TASK TO COMPLETE >> Reproduce every one of the items below word for word, leaving out the pictures.
## start TASK INPUT
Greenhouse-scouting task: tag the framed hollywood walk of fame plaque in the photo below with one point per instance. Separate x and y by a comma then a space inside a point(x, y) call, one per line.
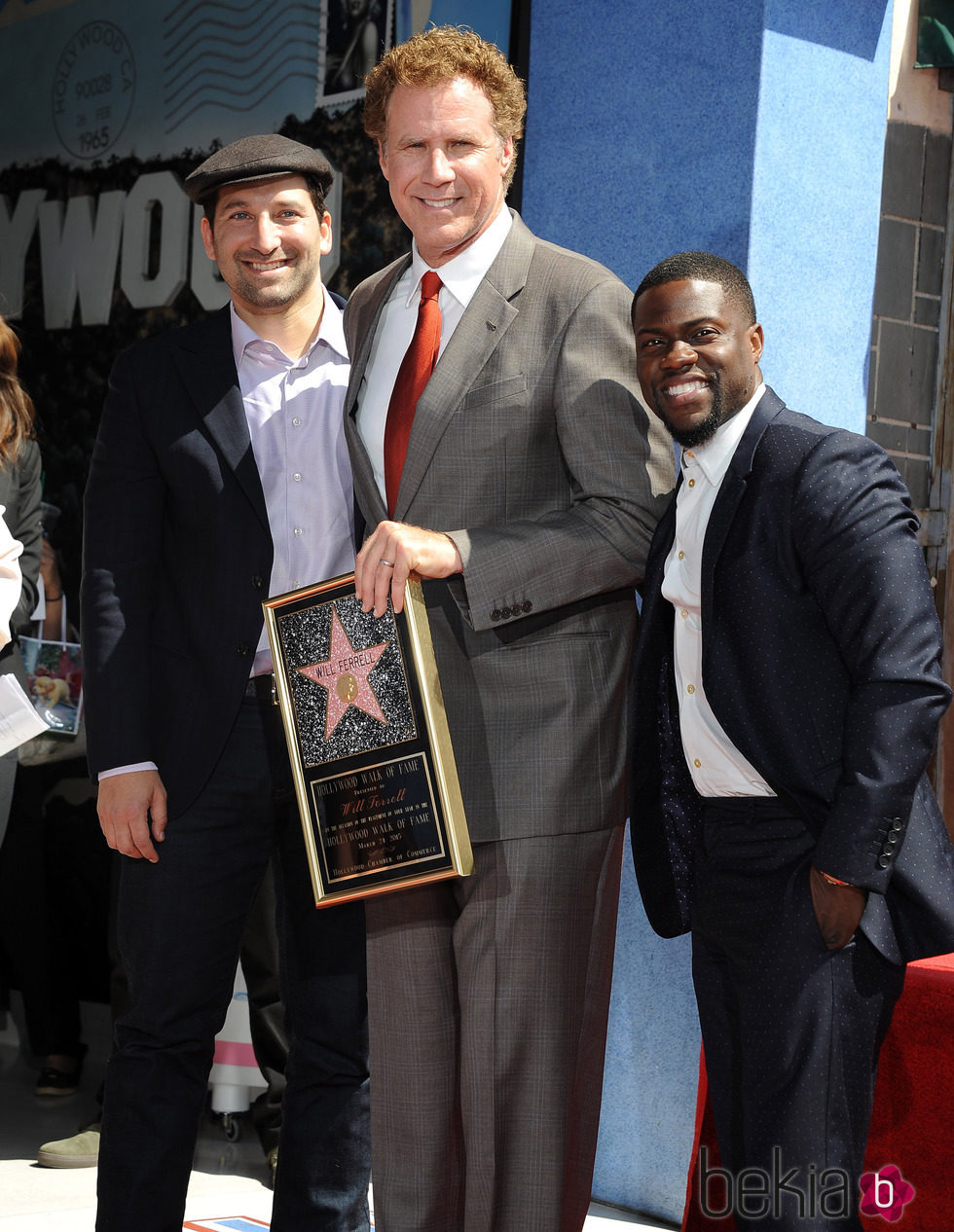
point(367, 738)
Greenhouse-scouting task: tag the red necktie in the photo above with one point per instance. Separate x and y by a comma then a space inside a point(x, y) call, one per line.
point(413, 375)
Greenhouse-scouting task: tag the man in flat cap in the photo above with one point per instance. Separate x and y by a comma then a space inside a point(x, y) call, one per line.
point(221, 477)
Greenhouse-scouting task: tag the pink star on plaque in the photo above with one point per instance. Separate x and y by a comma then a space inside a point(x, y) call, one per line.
point(344, 674)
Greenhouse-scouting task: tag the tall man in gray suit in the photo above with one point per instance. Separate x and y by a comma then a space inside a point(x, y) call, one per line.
point(527, 498)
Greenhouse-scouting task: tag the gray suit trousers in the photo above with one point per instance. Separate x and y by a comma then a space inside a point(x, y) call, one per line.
point(500, 985)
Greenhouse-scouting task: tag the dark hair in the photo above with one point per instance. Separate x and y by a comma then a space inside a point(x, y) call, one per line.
point(440, 54)
point(314, 191)
point(17, 409)
point(707, 268)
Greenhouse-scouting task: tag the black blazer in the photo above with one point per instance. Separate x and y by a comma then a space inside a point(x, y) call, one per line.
point(821, 659)
point(176, 560)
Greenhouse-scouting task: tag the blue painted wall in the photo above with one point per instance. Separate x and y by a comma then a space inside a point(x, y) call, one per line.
point(753, 128)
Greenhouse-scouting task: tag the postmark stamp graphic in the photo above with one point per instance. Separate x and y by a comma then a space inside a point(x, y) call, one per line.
point(93, 87)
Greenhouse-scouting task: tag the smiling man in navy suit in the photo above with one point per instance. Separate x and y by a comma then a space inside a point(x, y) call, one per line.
point(788, 679)
point(220, 477)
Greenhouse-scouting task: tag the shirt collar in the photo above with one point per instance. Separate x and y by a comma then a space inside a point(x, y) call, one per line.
point(463, 272)
point(713, 458)
point(329, 332)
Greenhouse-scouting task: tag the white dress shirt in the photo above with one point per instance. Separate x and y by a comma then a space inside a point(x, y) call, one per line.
point(295, 415)
point(461, 276)
point(716, 765)
point(293, 409)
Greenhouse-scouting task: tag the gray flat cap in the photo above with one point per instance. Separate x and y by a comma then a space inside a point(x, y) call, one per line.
point(256, 158)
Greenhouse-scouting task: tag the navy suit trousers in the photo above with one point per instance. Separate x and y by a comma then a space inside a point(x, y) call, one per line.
point(180, 924)
point(791, 1031)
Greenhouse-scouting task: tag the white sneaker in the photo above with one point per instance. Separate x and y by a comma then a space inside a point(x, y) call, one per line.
point(80, 1151)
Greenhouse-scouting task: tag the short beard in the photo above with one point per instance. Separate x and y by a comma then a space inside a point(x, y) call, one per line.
point(691, 438)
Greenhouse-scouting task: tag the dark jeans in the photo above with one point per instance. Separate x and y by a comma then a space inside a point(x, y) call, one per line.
point(180, 924)
point(791, 1031)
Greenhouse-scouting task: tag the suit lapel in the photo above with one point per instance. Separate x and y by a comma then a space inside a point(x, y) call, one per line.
point(361, 325)
point(731, 491)
point(480, 332)
point(206, 364)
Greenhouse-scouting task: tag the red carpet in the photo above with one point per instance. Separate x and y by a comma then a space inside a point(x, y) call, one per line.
point(912, 1126)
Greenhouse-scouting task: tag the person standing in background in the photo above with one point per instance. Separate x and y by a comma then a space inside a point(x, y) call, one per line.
point(19, 496)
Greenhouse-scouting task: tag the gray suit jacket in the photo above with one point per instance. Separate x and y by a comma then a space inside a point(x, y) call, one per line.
point(531, 448)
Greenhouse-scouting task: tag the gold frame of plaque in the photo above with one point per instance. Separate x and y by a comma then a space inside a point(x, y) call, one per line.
point(367, 738)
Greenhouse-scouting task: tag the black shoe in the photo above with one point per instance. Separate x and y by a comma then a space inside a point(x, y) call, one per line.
point(59, 1082)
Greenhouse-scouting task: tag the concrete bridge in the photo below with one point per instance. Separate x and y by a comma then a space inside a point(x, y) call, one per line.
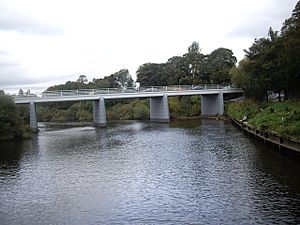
point(212, 100)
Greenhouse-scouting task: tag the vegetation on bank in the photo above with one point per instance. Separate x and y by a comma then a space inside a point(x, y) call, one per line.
point(272, 63)
point(13, 122)
point(279, 117)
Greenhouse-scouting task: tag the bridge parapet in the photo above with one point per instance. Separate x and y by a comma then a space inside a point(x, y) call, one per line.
point(113, 91)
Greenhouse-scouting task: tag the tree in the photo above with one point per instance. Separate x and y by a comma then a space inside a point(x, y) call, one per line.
point(194, 59)
point(123, 79)
point(291, 55)
point(218, 65)
point(21, 92)
point(151, 74)
point(82, 79)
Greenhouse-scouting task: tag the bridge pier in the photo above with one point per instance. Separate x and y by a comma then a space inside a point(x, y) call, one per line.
point(33, 117)
point(159, 109)
point(212, 104)
point(99, 113)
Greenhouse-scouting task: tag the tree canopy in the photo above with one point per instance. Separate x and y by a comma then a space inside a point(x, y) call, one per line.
point(191, 68)
point(272, 63)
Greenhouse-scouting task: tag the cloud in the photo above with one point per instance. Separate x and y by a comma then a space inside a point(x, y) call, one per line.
point(256, 21)
point(11, 20)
## end TASK INPUT
RESULT OF THE TASK >>
Greenhouse-scouting task: tag the framed hollywood walk of fame plaque in the photo below with one point per instance. Separate x and y by a comma then a space inside a point(x, y) call, one per line.
point(367, 738)
Greenhouse-scouting task: tag the red necktie in the photo above with one point per instance. Separate x and y by a comma then a space inside a point(x, y) call, one per line.
point(413, 375)
Greenhouse-scouting task: tag the man in flat cap in the photo above with one point per instance. Separate x and y by a comma then a space inside a point(x, y) call, one per line.
point(221, 477)
Greenhouse-scouting task: tag the pink star on plaque in the photo above with one point per instance. Separate x and y by a comma then a space inside a point(x, y) call, one per line.
point(344, 674)
Greenhouse-scouting task: tag the tall man in gray suit in the photo above with one point per instance. Separate x and y by a comma then a space inside a point(x, y) call, one per line.
point(527, 498)
Greenhouse-scouting task: tag the gray suit trousers in the photo above with one point per instance. Separate x and y by a comma then a space inside a point(x, y) call, one per line.
point(500, 985)
Greenhouse-scouting task: tag the dark hair in the photo above with one point per instance. Separate x and y by a comma then a space inside a point(x, y) call, one per line.
point(440, 54)
point(314, 191)
point(17, 409)
point(707, 268)
Greenhouse-scouting task: tag the black blazer in the photo above with one point per instance. Separate x and y by a comma then a space inside a point(x, y) call, one per line.
point(821, 659)
point(176, 560)
Greenhouse-scouting task: tag the blue painted wall in the photo above with one point per instance. Separate x and y by a comma then a space inside a point(x, y) call, one per line.
point(753, 128)
Greenhouse-scouting task: tag the postmark stamp graphic in the photo above with one point per instance. Separate x and y by a comma then a space inside a point(x, y) call, one per line.
point(93, 87)
Greenhouse-scouting task: tag the smiling man in navy suit in the photo above with one point per instance. Separate x and y by a comma then a space inside a point(x, y) call, one per line.
point(788, 679)
point(220, 477)
Greenhouse-scouting task: tag the shirt collar in the photo above with one point per instance. Separate x and y by a comma then a space inside a point(x, y) call, one per line.
point(463, 272)
point(713, 458)
point(329, 332)
Greenhouse-scouting task: tag the white dress shirt in the photo above with one point per instance. Separate x and y by a comma then a space inside a point(x, y) call, one per line.
point(295, 415)
point(461, 276)
point(716, 765)
point(293, 409)
Greenhouse-scouting task: tag the gray flat cap in the photo above with one point per instance. Separate x and y by a comma then a space inside a point(x, y) call, one per line.
point(256, 158)
Greenhouse-scouting task: tag the navy suit trousers in the photo above with one point per instance. Separate x and y by a comma then a space inside a point(x, y) call, one per line.
point(180, 924)
point(791, 1031)
Greenhouse-scouting task: tag the white sneaker in the photo above with one point per instance. Separate x and y by a comma then a space inside a point(x, y) call, one per line.
point(80, 1151)
Greenhouse-scouting task: tag the short beard in the photo above with one point per instance. Separate x and y by a comma then a space inside a point(x, y) call, one per line.
point(691, 438)
Greenhouse-scouting task: tag the dark jeans in the photo above with one point per instance. Separate x and y by a comma then a space inside a point(x, y) call, one per line.
point(180, 924)
point(791, 1031)
Greenhouse-scouting task: tag the suit lapel in the photo above with one point per instance. Separate x and y by a comma then a space inside a point(x, y) call, one per line.
point(361, 325)
point(731, 491)
point(480, 332)
point(206, 364)
Greenhouse-scouting task: tag the red carpet in the photo above with one point per instance. Separate x and y by a comma then a space inside a point(x, y) call, one per line.
point(912, 1126)
Greenhouse-scouting task: tag the person standing in background in the photo above with one point per instance. Separate x and y by a comma then a space inside a point(x, y) call, one per line.
point(19, 496)
Greenhouse-scouting task: tag the gray suit jacket in the photo above with one point per instance. Separate x and y by a comma then a space inside a point(x, y) call, one per line.
point(531, 448)
Greenhouse-scouting task: tag the gold frame of plaque in the photo above with one point per instance. Separate x and y by a comma then a space inside a point(x, y) call, one per line.
point(367, 738)
Greenhouse-scouting task: tag the black shoe in the photo above with one point per instance. Separate x and y by a comma then a space inside a point(x, y) call, one per line.
point(59, 1082)
Greenhouse-scouting task: tag the concrete bridge in the photo below with one point per instance. Separate x and y by a comma then a space inside a point(x, y) call, one per line.
point(212, 100)
Greenhouse-scouting task: tag the vegetation on bank in the photo above with one point per instance. Separate x and y by a comma then a space inside a point(x, y) call, one per line.
point(272, 63)
point(13, 122)
point(279, 117)
Greenhouse-scouting task: tag the bridge parapet in the photo above with one point per instance. Separate x and y by a comma then a space inside a point(x, y) call, one per line.
point(113, 91)
Greenhouse-scouting task: tag the tree in the photo above with one point per instance. Separate x and y by a comma then a space inside a point(x, y) call, one per line.
point(194, 59)
point(123, 79)
point(291, 55)
point(218, 65)
point(21, 92)
point(151, 74)
point(82, 79)
Greenhouse-scouting task: tag the bridge pier in the photo above with one point per instance. Separate x and y by a comma then a space inside a point(x, y) call, one per line.
point(33, 117)
point(159, 109)
point(212, 104)
point(99, 113)
Greenhouse-scouting task: tag the tree canopy in the photo above with one point per instance. Separate x and y by a comma then a space inside a point(x, y) call, one per line.
point(191, 68)
point(272, 63)
Greenhouse-scouting task: tag the cloud in the photo above with one point per instance. Separate x and y by a comma then a space inside a point(x, y) call, one per line.
point(256, 21)
point(11, 20)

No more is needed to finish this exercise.